[The problem] Please continue the article on the EMERALD trial of elacestrant, starting right after its last sentence.

[Excerpted passage]

EMERALD: updated results on the impact of duration of prior CDK4/6i  and FDA priority review

The U.S. Food and Drug Administration (FDA) has granted priority review for elacestrant, a selective estrogen receptor degrader (SERD), based on findings from the Phase III EMERALD trial (NCT03778931).1 

Endocrine therapy has become the backbone of treatment for the >70% of breast cancers that are endocrine receptor-positive (ER+)/human epidermal growth factor receptor 2-negative (HER2-).2,3 Yet despite endocrine therapies dramatically improving outcomes for patients with ER+/ HER2- breast cancers, the emergence of resistance– particularly through the acquisition of mutations in the estrogen receptor 1 gene (ESR1) – has become a clinical challenge.35 The second-generation oral SERD elacestrant has demonstrated activity against wild-type and mutant ESR1 breast cancer cell lines and patient-derived xenograft models.6 These models were also resistant to CDK4/6 inhibitors (CDK4/6i),6 which are commonly combined with endocrine therapies.7 

The randomized, open-label, active-controlled EMERALD trial is evaluating elacestrant as second- or third-line monotherapy in ER+, HER2- metastatic breast cancer (MBC) patients who had received prior treatment with one or two lines of endocrine therapy, including a CDK4/6i. The primary endpoints of the study were progression-free survival (PFS) in the overall patient population and in those with ESR1 mutations. MBC patients (n = 478), including 228 with ESR1 mutations, were randomized to receive either elacestrant (n = 239) or standard of care (SOC) with the investigator’s choice of aromatase inhibitor (AI) or fulvestrant (n = 239).

[Information shown]
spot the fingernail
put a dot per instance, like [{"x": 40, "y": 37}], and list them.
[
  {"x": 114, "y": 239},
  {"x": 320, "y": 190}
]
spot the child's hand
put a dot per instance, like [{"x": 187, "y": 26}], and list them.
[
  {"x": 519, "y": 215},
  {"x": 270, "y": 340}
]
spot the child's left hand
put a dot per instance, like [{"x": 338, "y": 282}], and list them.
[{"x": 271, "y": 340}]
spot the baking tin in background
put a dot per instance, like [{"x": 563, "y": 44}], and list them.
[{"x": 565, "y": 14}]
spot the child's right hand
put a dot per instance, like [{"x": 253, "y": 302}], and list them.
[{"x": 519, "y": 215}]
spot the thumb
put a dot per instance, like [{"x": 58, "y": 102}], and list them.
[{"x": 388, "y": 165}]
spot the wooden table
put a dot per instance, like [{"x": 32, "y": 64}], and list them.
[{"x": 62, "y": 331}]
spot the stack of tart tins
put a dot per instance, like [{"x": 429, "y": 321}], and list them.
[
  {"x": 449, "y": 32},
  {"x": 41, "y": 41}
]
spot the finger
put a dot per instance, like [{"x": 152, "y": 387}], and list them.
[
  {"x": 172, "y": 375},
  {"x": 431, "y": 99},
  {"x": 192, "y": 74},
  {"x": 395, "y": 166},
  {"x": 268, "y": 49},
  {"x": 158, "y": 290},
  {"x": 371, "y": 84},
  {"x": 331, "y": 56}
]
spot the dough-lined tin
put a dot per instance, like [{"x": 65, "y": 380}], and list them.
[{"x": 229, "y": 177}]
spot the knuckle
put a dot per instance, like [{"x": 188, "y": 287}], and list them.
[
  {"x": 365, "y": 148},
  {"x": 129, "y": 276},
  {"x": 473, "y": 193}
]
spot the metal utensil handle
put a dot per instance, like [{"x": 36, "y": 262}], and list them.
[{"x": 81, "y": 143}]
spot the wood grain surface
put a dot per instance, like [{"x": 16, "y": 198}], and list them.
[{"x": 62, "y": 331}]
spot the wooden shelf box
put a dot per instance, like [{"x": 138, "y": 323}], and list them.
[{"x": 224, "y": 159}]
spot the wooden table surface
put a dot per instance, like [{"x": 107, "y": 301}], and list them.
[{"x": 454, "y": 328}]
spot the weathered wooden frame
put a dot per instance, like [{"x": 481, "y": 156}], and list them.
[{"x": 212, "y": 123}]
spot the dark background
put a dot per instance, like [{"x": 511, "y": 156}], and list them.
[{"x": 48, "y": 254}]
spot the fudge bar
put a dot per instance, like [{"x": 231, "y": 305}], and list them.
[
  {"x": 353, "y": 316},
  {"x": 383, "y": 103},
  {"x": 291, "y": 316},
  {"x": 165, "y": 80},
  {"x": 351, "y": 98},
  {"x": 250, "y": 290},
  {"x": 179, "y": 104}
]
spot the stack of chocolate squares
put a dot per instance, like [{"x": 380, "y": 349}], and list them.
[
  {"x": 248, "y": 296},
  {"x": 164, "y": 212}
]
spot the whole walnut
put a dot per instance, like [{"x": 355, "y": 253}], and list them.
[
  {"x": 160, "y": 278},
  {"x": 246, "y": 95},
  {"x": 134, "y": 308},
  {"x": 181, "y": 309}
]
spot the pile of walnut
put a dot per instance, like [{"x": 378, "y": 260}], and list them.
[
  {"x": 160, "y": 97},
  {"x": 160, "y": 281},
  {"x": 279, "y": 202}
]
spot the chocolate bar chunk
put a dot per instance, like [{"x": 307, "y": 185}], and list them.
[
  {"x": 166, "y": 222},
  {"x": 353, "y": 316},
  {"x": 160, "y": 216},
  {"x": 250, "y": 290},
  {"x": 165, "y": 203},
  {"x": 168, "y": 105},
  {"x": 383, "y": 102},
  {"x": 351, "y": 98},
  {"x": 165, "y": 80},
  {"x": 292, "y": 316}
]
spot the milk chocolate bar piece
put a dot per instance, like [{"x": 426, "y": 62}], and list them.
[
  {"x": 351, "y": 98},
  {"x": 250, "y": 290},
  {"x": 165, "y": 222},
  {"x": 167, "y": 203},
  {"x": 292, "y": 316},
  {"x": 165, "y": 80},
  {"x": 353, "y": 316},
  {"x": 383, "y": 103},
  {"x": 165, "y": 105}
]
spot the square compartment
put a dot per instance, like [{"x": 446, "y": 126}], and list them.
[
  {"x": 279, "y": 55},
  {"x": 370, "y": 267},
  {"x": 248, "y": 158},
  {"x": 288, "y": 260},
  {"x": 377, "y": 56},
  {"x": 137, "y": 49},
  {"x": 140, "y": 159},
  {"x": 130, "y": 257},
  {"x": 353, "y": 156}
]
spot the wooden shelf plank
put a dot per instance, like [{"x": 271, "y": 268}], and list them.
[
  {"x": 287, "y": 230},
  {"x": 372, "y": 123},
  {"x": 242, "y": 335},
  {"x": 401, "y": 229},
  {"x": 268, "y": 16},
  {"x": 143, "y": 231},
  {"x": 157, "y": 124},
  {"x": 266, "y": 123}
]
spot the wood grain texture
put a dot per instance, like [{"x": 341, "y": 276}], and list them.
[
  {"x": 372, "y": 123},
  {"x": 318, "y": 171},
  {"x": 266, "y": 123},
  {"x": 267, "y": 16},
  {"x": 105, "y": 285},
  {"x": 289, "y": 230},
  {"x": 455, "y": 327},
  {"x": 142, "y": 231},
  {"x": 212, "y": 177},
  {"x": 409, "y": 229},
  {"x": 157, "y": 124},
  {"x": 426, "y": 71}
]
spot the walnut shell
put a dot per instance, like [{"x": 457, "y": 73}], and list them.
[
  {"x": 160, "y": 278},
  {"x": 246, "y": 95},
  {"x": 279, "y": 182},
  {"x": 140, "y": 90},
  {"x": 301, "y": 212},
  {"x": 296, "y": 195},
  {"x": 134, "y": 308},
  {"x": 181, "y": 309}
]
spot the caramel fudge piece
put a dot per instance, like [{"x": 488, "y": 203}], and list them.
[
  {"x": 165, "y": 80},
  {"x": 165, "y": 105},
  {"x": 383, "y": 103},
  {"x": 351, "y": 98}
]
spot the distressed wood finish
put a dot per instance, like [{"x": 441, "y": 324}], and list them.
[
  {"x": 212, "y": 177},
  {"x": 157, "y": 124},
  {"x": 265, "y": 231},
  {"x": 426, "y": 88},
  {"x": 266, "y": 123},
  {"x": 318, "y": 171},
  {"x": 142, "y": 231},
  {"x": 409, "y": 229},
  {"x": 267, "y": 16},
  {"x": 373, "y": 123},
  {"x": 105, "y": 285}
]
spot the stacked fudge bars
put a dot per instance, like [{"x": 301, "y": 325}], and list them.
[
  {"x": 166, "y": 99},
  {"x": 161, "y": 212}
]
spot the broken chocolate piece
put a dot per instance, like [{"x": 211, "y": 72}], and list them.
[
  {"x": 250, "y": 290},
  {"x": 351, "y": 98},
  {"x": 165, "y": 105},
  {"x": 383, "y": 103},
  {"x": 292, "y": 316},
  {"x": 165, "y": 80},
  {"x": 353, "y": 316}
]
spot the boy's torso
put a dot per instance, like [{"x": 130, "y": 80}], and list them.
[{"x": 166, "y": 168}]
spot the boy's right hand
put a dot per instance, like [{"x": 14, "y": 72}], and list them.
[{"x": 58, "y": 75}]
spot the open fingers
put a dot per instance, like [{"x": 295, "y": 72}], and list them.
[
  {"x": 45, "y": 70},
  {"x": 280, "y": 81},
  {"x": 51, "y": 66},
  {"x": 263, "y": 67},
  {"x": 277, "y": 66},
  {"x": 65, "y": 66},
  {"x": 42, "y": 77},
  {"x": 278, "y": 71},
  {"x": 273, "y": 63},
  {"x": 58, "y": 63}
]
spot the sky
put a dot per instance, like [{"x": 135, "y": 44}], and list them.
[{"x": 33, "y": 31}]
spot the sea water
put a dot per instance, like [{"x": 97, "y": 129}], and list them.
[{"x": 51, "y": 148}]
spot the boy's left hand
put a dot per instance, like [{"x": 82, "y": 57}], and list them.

[Task answer]
Updated results on the impact of duration of prior CDK4/6i on PFS were presented by Virginia Kaklamani, MD, of UT Health San Antonio, San Antonio, TX, at the San Antonio Breast Cancer Symposium 2022.  Elacestrant demonstrated a significantly longer median PFS (mPFS) versus SOC in all patients (hazard ratio (HR) [95% confidence interval] = 0.70 [0.55-0.88]; P = 0.002) and in those with ESR1 mutations (HR = 0.55 [0.39-0.77]; P = 0.0005).8 This PFS advantage was positively associated with the duration of prior treatment with CDK4/6i, with longer duration of prior CDK4/6i correlating with longer mPFS on elacestrant, and more pronounced in patients with ESR1 mutant disease (≥six months of prior CDK4/6i: mPFS in all patients = 2.8 months on elacestrant versus 1.9 months on SOC, HR = 0.69 [0.54-0.88], mPFS in ESR1 mutant = 4.1 versus 1.9 months, respectively, HR 0.52 [0.36-0.74]; ≥12 months of prior CDK4/6i: mPFS all = 3.8 versus 1.9 months, respectively, HR = 0.61 [0.45-0.83], mPFS ESR1 mutant = 8.6 versus 1.9 months, respectively, HR = 0.41 [0.26-0.63]; ≥18 months of prior CDK4/6i: mPFS all = 5.5 versus 3.3 months, respectively, HR = 0.70 [0.48-1.02], mPFS ESR1 mutant = 8.6 versus 2.1 months, respectively HR = 0.47 [0.20-0.79]). 

Elacestrant was well tolerated in this second- and third-line setting; most adverse events (AEs) were grade 1/2. Only 3.4% of elacestrant and 0.9% of SOC patients discontinued therapy because of an AE. A small percentage of patients on each therapy received an antiemetic; 8.0%, 3.7%, and 10.3%, on elacestrant, fulvestrant, and AI, respectively. No hematological safety signal was observed, and no patients had sinus bradycardia. These safety data were consistent with previously reported results. 

Secondary endpoints included overall survival (OS), objective response rate (ORR) and duration of response (DOR), for which the outcomes are still being assessed. 

Overall, EMERALD met its primary endpoint, suggesting elacestrant is a potential treatment option for ER+, HER2- MBC patients with endocrine therapy resistance, and particularly in those with ESR1 mutant disease and/or longer duration of prior treatment with CDK4/6i.